Your objective: Write out every line of the data below again, with no changes at all.

··········

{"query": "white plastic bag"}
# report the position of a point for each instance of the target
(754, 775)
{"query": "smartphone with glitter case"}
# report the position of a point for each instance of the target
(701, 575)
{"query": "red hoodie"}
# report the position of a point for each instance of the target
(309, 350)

··········

Correct result:
{"query": "white plastic bag"}
# report the position of a point for each instance of the target
(754, 775)
{"query": "smartphone with glitter case"}
# report the position of a point for each instance of the target
(701, 575)
{"query": "red hoodie"}
# report the position of a point for each instance of the target
(309, 350)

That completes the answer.